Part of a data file
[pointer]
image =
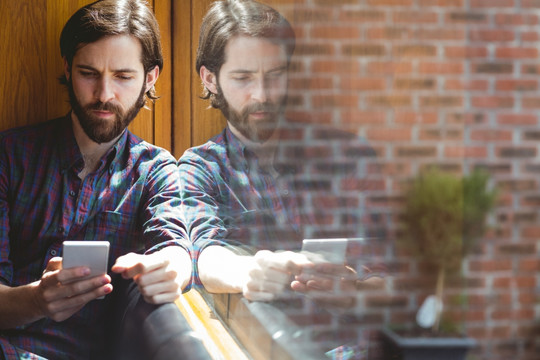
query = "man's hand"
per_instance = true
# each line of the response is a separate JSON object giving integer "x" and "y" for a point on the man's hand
{"x": 271, "y": 273}
{"x": 328, "y": 284}
{"x": 61, "y": 293}
{"x": 160, "y": 276}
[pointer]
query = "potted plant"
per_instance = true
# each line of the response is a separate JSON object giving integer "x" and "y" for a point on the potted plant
{"x": 443, "y": 215}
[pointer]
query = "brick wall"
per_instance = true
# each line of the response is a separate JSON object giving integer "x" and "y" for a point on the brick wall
{"x": 450, "y": 83}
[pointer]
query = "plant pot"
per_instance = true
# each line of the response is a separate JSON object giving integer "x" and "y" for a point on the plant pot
{"x": 397, "y": 347}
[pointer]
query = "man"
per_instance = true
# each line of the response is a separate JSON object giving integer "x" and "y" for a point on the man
{"x": 242, "y": 205}
{"x": 85, "y": 177}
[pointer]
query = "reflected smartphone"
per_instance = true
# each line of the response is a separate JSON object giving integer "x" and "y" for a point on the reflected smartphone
{"x": 94, "y": 254}
{"x": 332, "y": 250}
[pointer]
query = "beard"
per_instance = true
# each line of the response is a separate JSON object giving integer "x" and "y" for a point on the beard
{"x": 102, "y": 130}
{"x": 259, "y": 130}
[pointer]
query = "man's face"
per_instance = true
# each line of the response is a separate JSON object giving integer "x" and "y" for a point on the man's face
{"x": 253, "y": 82}
{"x": 106, "y": 86}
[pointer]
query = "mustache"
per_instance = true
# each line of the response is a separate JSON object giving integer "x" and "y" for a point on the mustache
{"x": 260, "y": 107}
{"x": 101, "y": 106}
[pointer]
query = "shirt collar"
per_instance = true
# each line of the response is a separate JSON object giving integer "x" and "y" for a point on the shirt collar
{"x": 241, "y": 156}
{"x": 237, "y": 150}
{"x": 70, "y": 153}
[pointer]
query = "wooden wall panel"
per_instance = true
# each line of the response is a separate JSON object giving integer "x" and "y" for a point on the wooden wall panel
{"x": 205, "y": 122}
{"x": 30, "y": 91}
{"x": 182, "y": 76}
{"x": 23, "y": 48}
{"x": 162, "y": 108}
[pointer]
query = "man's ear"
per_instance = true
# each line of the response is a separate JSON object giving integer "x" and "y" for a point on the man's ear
{"x": 67, "y": 69}
{"x": 209, "y": 79}
{"x": 151, "y": 78}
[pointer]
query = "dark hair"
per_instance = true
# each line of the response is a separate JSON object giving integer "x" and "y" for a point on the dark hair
{"x": 114, "y": 17}
{"x": 229, "y": 18}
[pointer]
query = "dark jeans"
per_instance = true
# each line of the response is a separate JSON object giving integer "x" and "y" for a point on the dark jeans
{"x": 154, "y": 332}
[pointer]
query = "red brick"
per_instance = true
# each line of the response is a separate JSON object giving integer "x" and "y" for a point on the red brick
{"x": 367, "y": 83}
{"x": 517, "y": 119}
{"x": 466, "y": 17}
{"x": 335, "y": 32}
{"x": 362, "y": 16}
{"x": 414, "y": 83}
{"x": 389, "y": 67}
{"x": 389, "y": 100}
{"x": 530, "y": 4}
{"x": 465, "y": 152}
{"x": 528, "y": 298}
{"x": 313, "y": 83}
{"x": 491, "y": 3}
{"x": 490, "y": 265}
{"x": 530, "y": 103}
{"x": 390, "y": 2}
{"x": 466, "y": 51}
{"x": 515, "y": 185}
{"x": 491, "y": 135}
{"x": 306, "y": 49}
{"x": 502, "y": 282}
{"x": 390, "y": 169}
{"x": 442, "y": 3}
{"x": 501, "y": 332}
{"x": 516, "y": 19}
{"x": 531, "y": 232}
{"x": 529, "y": 265}
{"x": 516, "y": 85}
{"x": 440, "y": 34}
{"x": 335, "y": 101}
{"x": 415, "y": 117}
{"x": 466, "y": 118}
{"x": 363, "y": 117}
{"x": 314, "y": 117}
{"x": 491, "y": 35}
{"x": 441, "y": 101}
{"x": 530, "y": 36}
{"x": 415, "y": 50}
{"x": 516, "y": 53}
{"x": 388, "y": 134}
{"x": 470, "y": 85}
{"x": 363, "y": 50}
{"x": 492, "y": 68}
{"x": 440, "y": 134}
{"x": 415, "y": 151}
{"x": 415, "y": 17}
{"x": 440, "y": 68}
{"x": 526, "y": 281}
{"x": 389, "y": 33}
{"x": 492, "y": 102}
{"x": 307, "y": 15}
{"x": 516, "y": 152}
{"x": 334, "y": 66}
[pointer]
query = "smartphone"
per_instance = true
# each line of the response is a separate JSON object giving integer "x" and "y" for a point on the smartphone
{"x": 93, "y": 254}
{"x": 332, "y": 250}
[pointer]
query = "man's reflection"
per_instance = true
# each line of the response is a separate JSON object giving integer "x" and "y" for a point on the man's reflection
{"x": 246, "y": 195}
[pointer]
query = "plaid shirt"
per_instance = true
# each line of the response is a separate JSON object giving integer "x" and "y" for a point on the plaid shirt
{"x": 132, "y": 200}
{"x": 228, "y": 198}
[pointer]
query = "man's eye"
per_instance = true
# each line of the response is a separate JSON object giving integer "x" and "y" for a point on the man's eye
{"x": 87, "y": 73}
{"x": 275, "y": 75}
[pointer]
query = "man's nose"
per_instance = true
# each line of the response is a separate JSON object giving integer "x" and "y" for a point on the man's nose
{"x": 104, "y": 91}
{"x": 260, "y": 91}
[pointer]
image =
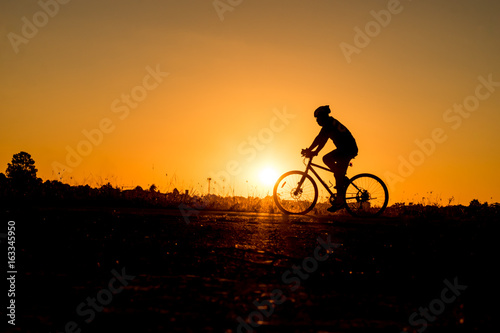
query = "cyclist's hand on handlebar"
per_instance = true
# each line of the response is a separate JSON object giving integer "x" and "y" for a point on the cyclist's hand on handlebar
{"x": 308, "y": 153}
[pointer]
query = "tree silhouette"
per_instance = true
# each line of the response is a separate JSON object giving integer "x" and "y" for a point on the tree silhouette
{"x": 21, "y": 171}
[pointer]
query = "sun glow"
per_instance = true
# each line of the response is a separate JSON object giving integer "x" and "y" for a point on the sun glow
{"x": 268, "y": 176}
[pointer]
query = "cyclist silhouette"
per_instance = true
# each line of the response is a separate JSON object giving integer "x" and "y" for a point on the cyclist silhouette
{"x": 338, "y": 159}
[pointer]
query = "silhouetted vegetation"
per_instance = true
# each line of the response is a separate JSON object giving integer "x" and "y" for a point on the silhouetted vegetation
{"x": 20, "y": 186}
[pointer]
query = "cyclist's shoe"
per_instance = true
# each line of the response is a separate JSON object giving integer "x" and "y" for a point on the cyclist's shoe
{"x": 335, "y": 207}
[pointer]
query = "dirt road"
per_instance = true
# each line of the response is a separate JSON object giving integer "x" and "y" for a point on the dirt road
{"x": 129, "y": 270}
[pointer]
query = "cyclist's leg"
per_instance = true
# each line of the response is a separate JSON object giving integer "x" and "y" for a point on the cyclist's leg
{"x": 338, "y": 162}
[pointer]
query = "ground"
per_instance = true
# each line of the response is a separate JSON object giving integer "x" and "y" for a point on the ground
{"x": 158, "y": 270}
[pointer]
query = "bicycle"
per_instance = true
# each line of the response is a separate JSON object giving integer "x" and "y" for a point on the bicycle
{"x": 296, "y": 192}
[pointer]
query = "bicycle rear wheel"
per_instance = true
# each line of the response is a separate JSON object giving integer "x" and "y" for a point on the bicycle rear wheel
{"x": 366, "y": 196}
{"x": 295, "y": 192}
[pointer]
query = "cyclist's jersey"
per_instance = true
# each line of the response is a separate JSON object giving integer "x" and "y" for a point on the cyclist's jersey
{"x": 340, "y": 135}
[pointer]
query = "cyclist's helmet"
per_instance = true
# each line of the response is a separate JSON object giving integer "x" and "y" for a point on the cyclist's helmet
{"x": 322, "y": 111}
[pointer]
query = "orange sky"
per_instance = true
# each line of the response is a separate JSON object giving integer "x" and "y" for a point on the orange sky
{"x": 174, "y": 92}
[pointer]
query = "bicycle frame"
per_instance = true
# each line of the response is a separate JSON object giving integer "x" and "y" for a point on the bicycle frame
{"x": 309, "y": 167}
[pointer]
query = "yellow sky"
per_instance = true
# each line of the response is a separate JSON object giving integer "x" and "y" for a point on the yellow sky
{"x": 172, "y": 92}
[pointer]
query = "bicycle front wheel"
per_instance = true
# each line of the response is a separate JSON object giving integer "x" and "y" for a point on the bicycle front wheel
{"x": 295, "y": 192}
{"x": 366, "y": 196}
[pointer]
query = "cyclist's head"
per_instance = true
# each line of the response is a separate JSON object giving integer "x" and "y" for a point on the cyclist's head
{"x": 322, "y": 111}
{"x": 321, "y": 115}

WHAT YOU WILL DO: Pull out every line from the rows above that includes the string "jeans", and list them in order.

THE REPLY:
query = "dark jeans"
# each line of the response is a separate JSON object giving integer "x" and "y" for a point on the dark jeans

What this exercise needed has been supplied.